> Extracted records
__________________________________________________

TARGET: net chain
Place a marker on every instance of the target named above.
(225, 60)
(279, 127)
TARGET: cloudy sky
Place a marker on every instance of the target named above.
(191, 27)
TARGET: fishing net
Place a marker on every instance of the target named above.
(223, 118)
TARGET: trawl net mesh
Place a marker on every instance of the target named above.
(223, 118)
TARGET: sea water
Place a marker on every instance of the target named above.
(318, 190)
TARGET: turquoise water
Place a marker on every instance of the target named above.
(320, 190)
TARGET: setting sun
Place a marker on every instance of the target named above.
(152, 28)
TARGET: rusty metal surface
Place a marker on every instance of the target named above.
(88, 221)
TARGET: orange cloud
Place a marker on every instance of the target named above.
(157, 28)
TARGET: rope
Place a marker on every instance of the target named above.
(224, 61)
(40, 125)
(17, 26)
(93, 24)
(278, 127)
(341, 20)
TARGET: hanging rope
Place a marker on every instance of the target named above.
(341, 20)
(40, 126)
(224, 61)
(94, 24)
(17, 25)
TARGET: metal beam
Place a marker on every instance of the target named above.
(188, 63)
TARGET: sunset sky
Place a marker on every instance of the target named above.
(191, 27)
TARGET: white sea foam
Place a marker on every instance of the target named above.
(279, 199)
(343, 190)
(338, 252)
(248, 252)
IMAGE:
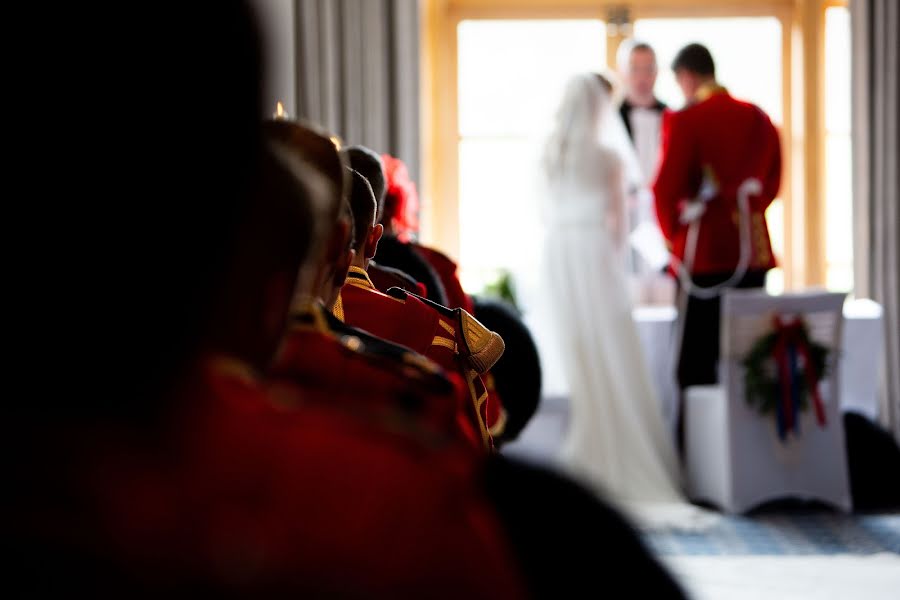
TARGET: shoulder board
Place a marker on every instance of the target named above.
(483, 347)
(401, 294)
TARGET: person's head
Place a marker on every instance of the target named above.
(578, 119)
(369, 165)
(693, 67)
(324, 273)
(637, 65)
(366, 231)
(273, 240)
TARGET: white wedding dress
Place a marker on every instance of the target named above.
(617, 442)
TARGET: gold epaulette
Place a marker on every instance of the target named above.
(483, 346)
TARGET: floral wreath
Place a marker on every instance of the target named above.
(783, 371)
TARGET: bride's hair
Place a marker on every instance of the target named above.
(576, 125)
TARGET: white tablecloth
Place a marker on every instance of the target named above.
(863, 344)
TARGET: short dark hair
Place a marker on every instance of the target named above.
(362, 208)
(368, 163)
(642, 47)
(694, 58)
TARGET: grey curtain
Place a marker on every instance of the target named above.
(876, 148)
(358, 72)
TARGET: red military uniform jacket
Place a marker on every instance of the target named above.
(445, 336)
(241, 498)
(446, 270)
(730, 140)
(366, 375)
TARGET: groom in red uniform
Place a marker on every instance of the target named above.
(716, 143)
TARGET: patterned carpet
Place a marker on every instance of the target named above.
(785, 532)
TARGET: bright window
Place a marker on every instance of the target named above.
(838, 163)
(511, 78)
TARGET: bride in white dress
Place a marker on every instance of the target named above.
(617, 441)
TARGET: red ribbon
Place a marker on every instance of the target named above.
(789, 333)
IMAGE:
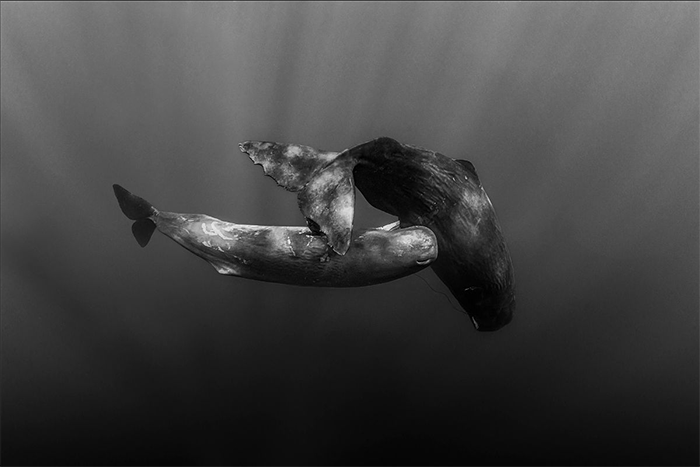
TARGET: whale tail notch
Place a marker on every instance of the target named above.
(138, 210)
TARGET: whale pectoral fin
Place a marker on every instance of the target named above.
(292, 166)
(471, 169)
(328, 202)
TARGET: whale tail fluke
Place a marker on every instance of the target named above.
(139, 210)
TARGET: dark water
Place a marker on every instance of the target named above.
(582, 120)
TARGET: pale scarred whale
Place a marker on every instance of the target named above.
(446, 220)
(422, 188)
(288, 255)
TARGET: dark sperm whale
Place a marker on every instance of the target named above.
(420, 187)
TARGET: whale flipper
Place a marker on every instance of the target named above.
(328, 203)
(323, 180)
(292, 166)
(139, 210)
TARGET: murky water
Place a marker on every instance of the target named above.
(582, 120)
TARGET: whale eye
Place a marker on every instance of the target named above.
(474, 294)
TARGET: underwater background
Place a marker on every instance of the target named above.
(581, 119)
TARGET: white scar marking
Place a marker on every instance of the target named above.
(214, 231)
(218, 232)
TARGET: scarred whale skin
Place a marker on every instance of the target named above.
(287, 255)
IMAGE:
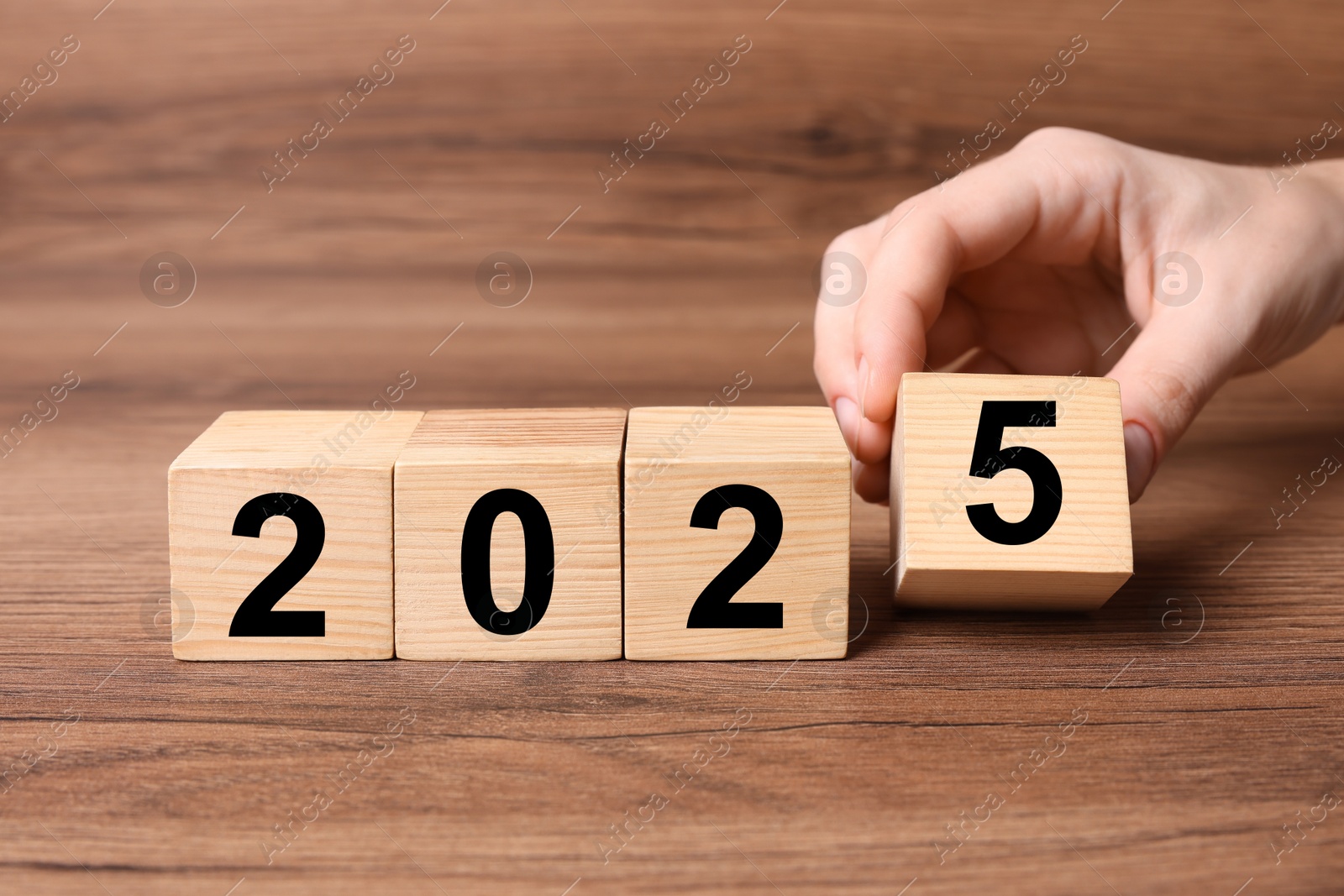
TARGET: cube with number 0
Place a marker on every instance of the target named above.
(737, 533)
(1008, 492)
(316, 584)
(508, 535)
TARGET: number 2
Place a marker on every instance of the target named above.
(988, 458)
(255, 617)
(714, 609)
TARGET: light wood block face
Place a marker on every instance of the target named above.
(336, 543)
(790, 465)
(528, 504)
(1046, 542)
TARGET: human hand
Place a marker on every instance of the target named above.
(1045, 261)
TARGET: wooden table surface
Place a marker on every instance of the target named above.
(1210, 685)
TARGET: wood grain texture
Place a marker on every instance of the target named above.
(569, 459)
(942, 560)
(342, 464)
(678, 458)
(1202, 738)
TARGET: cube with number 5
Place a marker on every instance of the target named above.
(1008, 492)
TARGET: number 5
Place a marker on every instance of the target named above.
(988, 458)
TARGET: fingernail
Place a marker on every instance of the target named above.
(847, 416)
(1139, 458)
(864, 385)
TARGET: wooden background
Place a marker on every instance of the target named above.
(1195, 750)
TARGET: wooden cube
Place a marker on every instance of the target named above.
(508, 535)
(316, 586)
(1008, 492)
(737, 533)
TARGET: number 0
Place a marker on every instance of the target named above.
(539, 562)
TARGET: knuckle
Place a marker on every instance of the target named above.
(1175, 401)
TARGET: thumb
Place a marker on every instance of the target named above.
(1166, 376)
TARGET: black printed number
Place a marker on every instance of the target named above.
(714, 609)
(539, 566)
(255, 617)
(988, 458)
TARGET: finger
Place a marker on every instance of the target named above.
(1027, 203)
(833, 355)
(985, 362)
(953, 333)
(1166, 376)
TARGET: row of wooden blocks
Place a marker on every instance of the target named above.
(714, 532)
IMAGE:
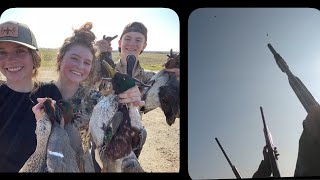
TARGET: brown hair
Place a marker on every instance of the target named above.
(134, 27)
(84, 37)
(36, 61)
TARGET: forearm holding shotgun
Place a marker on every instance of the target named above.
(271, 150)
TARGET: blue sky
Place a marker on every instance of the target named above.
(232, 73)
(52, 25)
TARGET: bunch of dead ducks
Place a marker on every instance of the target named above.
(59, 146)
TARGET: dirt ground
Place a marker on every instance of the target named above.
(161, 152)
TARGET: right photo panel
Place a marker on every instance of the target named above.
(253, 93)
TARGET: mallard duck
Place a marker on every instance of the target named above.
(116, 128)
(164, 91)
(53, 151)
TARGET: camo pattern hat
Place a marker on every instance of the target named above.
(20, 33)
(135, 27)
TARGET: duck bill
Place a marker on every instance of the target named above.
(109, 69)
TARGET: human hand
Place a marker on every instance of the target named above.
(104, 45)
(312, 123)
(176, 72)
(132, 95)
(38, 109)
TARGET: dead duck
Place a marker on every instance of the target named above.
(116, 128)
(164, 91)
(53, 151)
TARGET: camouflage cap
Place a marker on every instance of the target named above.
(135, 27)
(20, 33)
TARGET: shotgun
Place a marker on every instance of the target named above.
(271, 149)
(303, 94)
(234, 169)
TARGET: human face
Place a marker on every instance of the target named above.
(132, 43)
(76, 64)
(16, 62)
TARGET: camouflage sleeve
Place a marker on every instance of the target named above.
(308, 161)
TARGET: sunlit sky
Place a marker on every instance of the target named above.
(52, 25)
(232, 73)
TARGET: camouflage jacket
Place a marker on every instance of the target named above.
(138, 72)
(308, 161)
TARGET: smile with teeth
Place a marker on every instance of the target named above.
(14, 69)
(76, 73)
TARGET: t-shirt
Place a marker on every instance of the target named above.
(18, 124)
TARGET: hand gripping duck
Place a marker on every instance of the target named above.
(164, 91)
(53, 151)
(116, 129)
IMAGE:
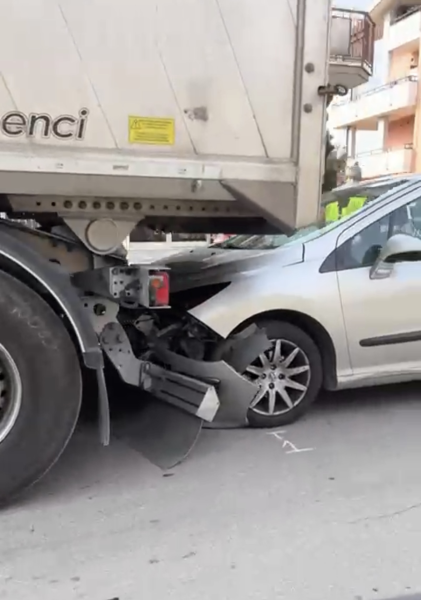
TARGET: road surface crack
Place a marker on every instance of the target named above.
(396, 513)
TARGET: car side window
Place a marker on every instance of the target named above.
(363, 248)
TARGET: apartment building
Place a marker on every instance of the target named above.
(390, 108)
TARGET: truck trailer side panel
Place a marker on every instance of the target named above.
(173, 99)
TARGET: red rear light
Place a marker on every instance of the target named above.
(159, 289)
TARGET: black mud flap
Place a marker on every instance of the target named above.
(162, 433)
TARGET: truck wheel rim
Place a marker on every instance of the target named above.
(283, 374)
(10, 393)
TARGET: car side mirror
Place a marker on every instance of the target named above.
(398, 248)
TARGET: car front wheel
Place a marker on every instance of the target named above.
(289, 375)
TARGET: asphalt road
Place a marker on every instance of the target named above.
(328, 509)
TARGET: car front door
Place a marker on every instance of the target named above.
(382, 317)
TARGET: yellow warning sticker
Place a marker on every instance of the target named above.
(151, 130)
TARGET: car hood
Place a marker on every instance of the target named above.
(207, 266)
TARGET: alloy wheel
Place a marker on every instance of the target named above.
(283, 374)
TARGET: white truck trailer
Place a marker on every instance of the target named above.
(184, 115)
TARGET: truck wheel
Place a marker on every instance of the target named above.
(289, 375)
(40, 387)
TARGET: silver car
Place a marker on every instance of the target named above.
(339, 303)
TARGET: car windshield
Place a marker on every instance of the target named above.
(269, 242)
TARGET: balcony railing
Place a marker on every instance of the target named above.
(352, 38)
(386, 161)
(364, 110)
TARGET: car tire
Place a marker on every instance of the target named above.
(40, 384)
(291, 337)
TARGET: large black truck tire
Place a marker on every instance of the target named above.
(40, 387)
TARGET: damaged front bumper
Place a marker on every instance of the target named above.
(184, 394)
(212, 391)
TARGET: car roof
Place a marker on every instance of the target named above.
(379, 185)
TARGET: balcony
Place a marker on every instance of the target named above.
(351, 48)
(405, 31)
(395, 99)
(385, 162)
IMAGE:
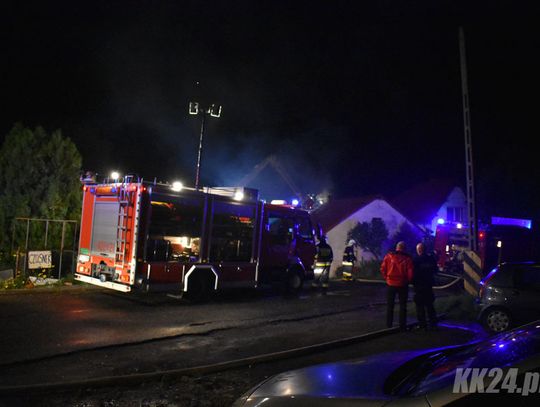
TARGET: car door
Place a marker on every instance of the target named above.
(525, 296)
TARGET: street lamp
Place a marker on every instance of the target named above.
(194, 109)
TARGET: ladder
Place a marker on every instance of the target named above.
(124, 198)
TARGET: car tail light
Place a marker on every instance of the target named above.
(485, 281)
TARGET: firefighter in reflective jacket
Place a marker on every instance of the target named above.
(323, 261)
(348, 261)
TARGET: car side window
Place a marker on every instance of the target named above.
(527, 278)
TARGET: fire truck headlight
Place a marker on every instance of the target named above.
(177, 186)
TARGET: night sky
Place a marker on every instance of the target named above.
(353, 97)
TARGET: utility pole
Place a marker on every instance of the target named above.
(471, 205)
(194, 109)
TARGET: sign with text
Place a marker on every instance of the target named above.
(40, 260)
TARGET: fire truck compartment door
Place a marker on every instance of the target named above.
(104, 228)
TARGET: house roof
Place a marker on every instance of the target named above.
(336, 210)
(421, 202)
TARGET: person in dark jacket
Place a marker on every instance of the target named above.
(425, 267)
(397, 270)
(323, 261)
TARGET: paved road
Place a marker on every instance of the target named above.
(38, 325)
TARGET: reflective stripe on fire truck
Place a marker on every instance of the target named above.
(472, 267)
(106, 284)
(135, 234)
(322, 264)
(193, 268)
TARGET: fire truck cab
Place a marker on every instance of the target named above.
(161, 237)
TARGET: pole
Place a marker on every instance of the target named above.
(200, 150)
(26, 246)
(61, 249)
(471, 205)
(46, 232)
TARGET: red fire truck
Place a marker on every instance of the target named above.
(161, 237)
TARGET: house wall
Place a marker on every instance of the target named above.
(456, 198)
(379, 208)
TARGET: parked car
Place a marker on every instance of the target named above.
(411, 378)
(509, 295)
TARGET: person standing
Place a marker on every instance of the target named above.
(425, 267)
(349, 259)
(397, 270)
(323, 261)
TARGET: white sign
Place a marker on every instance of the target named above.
(40, 260)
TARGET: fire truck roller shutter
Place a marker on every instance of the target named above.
(200, 282)
(294, 278)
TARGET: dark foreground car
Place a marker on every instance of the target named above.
(509, 295)
(417, 378)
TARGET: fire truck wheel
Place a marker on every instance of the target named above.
(199, 288)
(294, 281)
(496, 320)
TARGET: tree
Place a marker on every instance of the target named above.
(39, 178)
(370, 236)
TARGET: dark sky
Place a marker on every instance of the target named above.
(354, 97)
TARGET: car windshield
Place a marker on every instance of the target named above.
(437, 369)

__________________________________________________

> Goal
Would you give again, word for word, every line from the one with "TARGET: person standing" through the final line of the listing above?

> Solution to the exercise
TARGET: person standing
Place a marker on every instance of the target named above.
(425, 267)
(349, 259)
(397, 270)
(323, 261)
TARGET: white sign
Place a marker on every instance of the target named above.
(40, 260)
TARGET: fire truck roller shutter
Place a marker on every instance of the target named above.
(200, 282)
(294, 278)
TARGET: dark foreground car
Place a marker on every instance of the target named above.
(509, 295)
(417, 378)
TARGET: fire truck wheel
Place a marker on every instance of the target named above.
(199, 288)
(294, 281)
(496, 320)
TARGET: tree
Place a marker on every instance of the target named above.
(39, 178)
(370, 236)
TARGET: dark sky
Place a marker on every instance of the target named above.
(354, 97)
TARGET: car windshield
Place a marker on every instance of the target named above.
(437, 369)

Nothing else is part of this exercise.